A judicial win for college athletics

College football players unionizing is the first step to a non-corrupt NCAA


Williams is a sophomore journalism major and staff writer for The Spectator. Williams can be reached at [email protected] or @bookofellis.

Story by Ellis Williams, Staff Writer

In 2011, Turner Sports, home of television networks CBS, TNT, TBS and truTV, signed a $10.8 billion contract with the NCAA for the March Madness tournament. The 13-year deal gives Turner Sports the exclusive rights to air the three weekends of tournament games in March.

The deal for the NCAA caused debate across the nation, and the definition of “amateurism” in college sports was questioned more than ever before.

Fast forward to March 26.  A regional director in Chicago, part of the National Labor Relations Board, ruled that Northwestern University football players were employees of the university and have the right to form a union and collectively bargain.

Former Northwestern quarterback Kain Colter has been leading the charge in this case, and he said in an interview with ESPN it is not necessarily the right to earn wages that college athletes are looking for. Instead, they seek medical coverage and greater academic support.

“Right now the NCAA doesn’t guarantee that any of our medical bills will be paid,” Colter said. “… The graduation rates for college football players across the nation is around 50 percent, and that is not setting up the players for success outside of their sport.”

College athletes being recognized as employees of their respective universities bring up several questions regarding taxation, wages and Title IX. College players able to unionize creates concerns about how universities will treat their newfound “employees.”

Will universities no longer pay for the athlete’s transportation to games, just as they do not pay for transportation for their cooks or janitors? Do players strike if they don’t agree with the universities’ treatment of them?

It will take years, possibly decades, for all questions to be solved through the courts.

However, a few things are clear in light of this ruling. First, this is the initial step towards NCAA athletes being able to one day earn wages.

- Tasks to carry out
[1] In the column on college football players unionizing, shorten the paragraph that begins "Former Northwestern quarterback Kain Colter" while keeping its main facts.
[2] Write out the passage of the column on college football players unionizing that starts at the words "College athletes being" and ends after the words "through the courts.".
[3] Continue the column on college football players unionizing from its final sentence.
The material that follows isn't needed for any of this work.

- Data
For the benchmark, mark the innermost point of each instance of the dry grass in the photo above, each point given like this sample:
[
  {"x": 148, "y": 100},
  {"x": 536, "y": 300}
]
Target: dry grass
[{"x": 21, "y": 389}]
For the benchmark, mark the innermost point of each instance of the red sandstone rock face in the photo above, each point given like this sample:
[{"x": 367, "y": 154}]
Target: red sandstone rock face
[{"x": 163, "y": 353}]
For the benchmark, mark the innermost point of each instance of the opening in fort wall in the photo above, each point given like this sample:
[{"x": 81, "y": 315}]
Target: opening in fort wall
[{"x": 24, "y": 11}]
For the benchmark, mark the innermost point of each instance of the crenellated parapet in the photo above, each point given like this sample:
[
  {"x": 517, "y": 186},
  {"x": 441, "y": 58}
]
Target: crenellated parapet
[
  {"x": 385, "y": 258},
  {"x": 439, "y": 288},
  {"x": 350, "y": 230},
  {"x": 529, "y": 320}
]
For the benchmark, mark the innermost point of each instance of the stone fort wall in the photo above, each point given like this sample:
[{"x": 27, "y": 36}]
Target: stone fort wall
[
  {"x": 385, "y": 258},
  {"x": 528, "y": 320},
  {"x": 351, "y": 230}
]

- Results of the tasks
[1] Former Northwestern quarterback Kain Colter, who has led the case, told ESPN that college athletes mainly want medical coverage and more academic support, not necessarily wages.

[2]
College athletes being recognized as employees of their respective universities bring up several questions regarding taxation, wages and Title IX. College players able to unionize creates concerns about how universities will treat their newfound “employees.”

Will universities no longer pay for the athlete’s transportation to games, just as they do not pay for transportation for their cooks or janitors? Do players strike if they don’t agree with the universities’ treatment of them?

It will take years, possibly decades, for all questions to be solved through the courts.

[3]
The reason college athletes deserve compensation, on top of their athletic scholarships, is because of the billions of dollars the NCAA is making through television contracts each year.

On top of Turner Sport’s $10.8 billion deal, there are also well over $10 billion paid to the NCAA for the college football bowl games, according to CBS college football insider Jeremy Fowler.

In a 2011 report from The New York Times, the combined salary of the top 15 college football coaches was $53.4 million. Compare that to the median price of an athletic scholarship of $27,923 found in a 2011 report by USA Today.

The NCAA, the universities, the alumni, merchandisers, television networks and coaches are all making large amounts of money off a product the college athletes are producing.

The solution is simple, and it is found in the roots of the American economy. It is called capitalism. According to a 2012 report by Business Insider, about 1.5 percent of college football and basketball players become professionals.

Because of this, the majority of college athletes will never be as popular or as marketable as they are while they are athletes at their Division I university. The athletes should be able to market themselves in hopes of receiving endorsement deals or selling their autograph to collectors.

The pay-to-play debate has been around for a long time, but Northwestern players gaining the right to unionize is the first step toward improvement.